## To be done
(a) Decide whether each statement agrees with the passage on fear and love, and answer yes or no for each, quoting the words of the passage that settle it: (i) Parler says the opposite of love is hate. (ii) Ric Hudgens notes that the U.S. already has close to one gun per person. (iii) Parler's post is about the media.
(b) Copy word for word the part of the passage on fear and love that starts at "By pointing to" and ends after "what it us.".
(c) Carry on the passage about Parler's post on fear and love, picking up after its last sentence.

## Text shown
In his post, Parler isn't talking about the media, but the assertion that "what we need" in response to this tragedy is more guns in the hands of more people. (Even though, as Ric Hudgens points out, there is already a near one-to-one ratio of guns-to-people in the U.S.) But Parler's meditation on fear, with allusion to Adam and Eave, is instructive here as well. He continues:
The opposite of love is not hate, but fear. The opposite of fear is not courage, but love. Love of God allows me to truly love not only my neighbor but also my enemy. Why? Because if I love God, my enemy can't ultimately take anything from me, including my life. If we think otherwise, then we're not thinking biblically.
By pointing to the two greatest commandments of Scripture - love God, love neighbor (even enemy neighbors) - Parler is rightly unmasking the idolatry Christians slip into when they're corrupted by a culture of fear and death. Since the American "we" isn't the Christian "we," the church and every Christian in it needs to understand this subtle American idolatry for what it us.

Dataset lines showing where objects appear

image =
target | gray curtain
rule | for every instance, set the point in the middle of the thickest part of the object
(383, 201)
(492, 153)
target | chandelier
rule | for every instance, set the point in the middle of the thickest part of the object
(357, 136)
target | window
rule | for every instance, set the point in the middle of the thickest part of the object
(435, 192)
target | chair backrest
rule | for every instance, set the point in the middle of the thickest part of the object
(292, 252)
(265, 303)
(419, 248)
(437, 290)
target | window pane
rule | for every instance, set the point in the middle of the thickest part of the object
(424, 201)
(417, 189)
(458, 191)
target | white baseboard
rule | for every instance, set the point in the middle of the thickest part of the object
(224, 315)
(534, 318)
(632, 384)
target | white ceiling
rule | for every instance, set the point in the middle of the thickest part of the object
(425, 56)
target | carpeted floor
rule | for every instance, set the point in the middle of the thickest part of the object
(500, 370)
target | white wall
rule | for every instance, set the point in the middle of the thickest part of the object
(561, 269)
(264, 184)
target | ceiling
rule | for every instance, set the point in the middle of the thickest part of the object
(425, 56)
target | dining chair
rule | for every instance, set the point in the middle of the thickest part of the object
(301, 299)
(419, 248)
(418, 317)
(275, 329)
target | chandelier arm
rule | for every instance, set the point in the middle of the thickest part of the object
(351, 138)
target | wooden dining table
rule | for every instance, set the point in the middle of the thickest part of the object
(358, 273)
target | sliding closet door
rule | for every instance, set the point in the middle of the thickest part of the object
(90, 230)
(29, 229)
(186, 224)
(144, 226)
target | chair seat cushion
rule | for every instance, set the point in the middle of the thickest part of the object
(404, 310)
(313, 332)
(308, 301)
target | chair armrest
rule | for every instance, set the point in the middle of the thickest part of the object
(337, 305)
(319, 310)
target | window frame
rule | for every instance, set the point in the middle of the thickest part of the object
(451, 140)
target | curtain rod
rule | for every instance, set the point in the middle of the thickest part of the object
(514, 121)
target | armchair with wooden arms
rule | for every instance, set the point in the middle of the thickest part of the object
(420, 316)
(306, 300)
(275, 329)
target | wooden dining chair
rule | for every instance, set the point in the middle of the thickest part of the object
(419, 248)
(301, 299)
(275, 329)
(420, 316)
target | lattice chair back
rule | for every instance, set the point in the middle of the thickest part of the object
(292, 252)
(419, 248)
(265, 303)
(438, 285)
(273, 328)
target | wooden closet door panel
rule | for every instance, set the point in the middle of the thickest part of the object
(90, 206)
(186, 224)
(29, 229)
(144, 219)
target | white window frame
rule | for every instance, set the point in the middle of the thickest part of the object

## The answers
(a)
(i) No: "The opposite of love is not hate, but fear."
(ii) Yes: "as Ric Hudgens points out, there is already a near one-to-one ratio of guns-to-people in the U.S."
(iii) No: "Parler isn't talking about the media"

(b)
By pointing to the two greatest commandments of Scripture - love God, love neighbor (even enemy neighbors) - Parler is rightly unmasking the idolatry Christians slip into when they're corrupted by a culture of fear and death. Since the American "we" isn't the Christian "we," the church and every Christian in it needs to understand this subtle American idolatry for what it us.

(c)
In this post, I'm griping about the media and its manipulative use of catastrophism. So what's the response of a Christian in America in the face of such tragedy? An important step might include turning off the TV, uninstalling your news app, and ignoring social media for a while. What then? Pray the Lord's prayer. Engage your body in corporate worship. Love your neighbor. Seek the peace of the place in which you find yourself.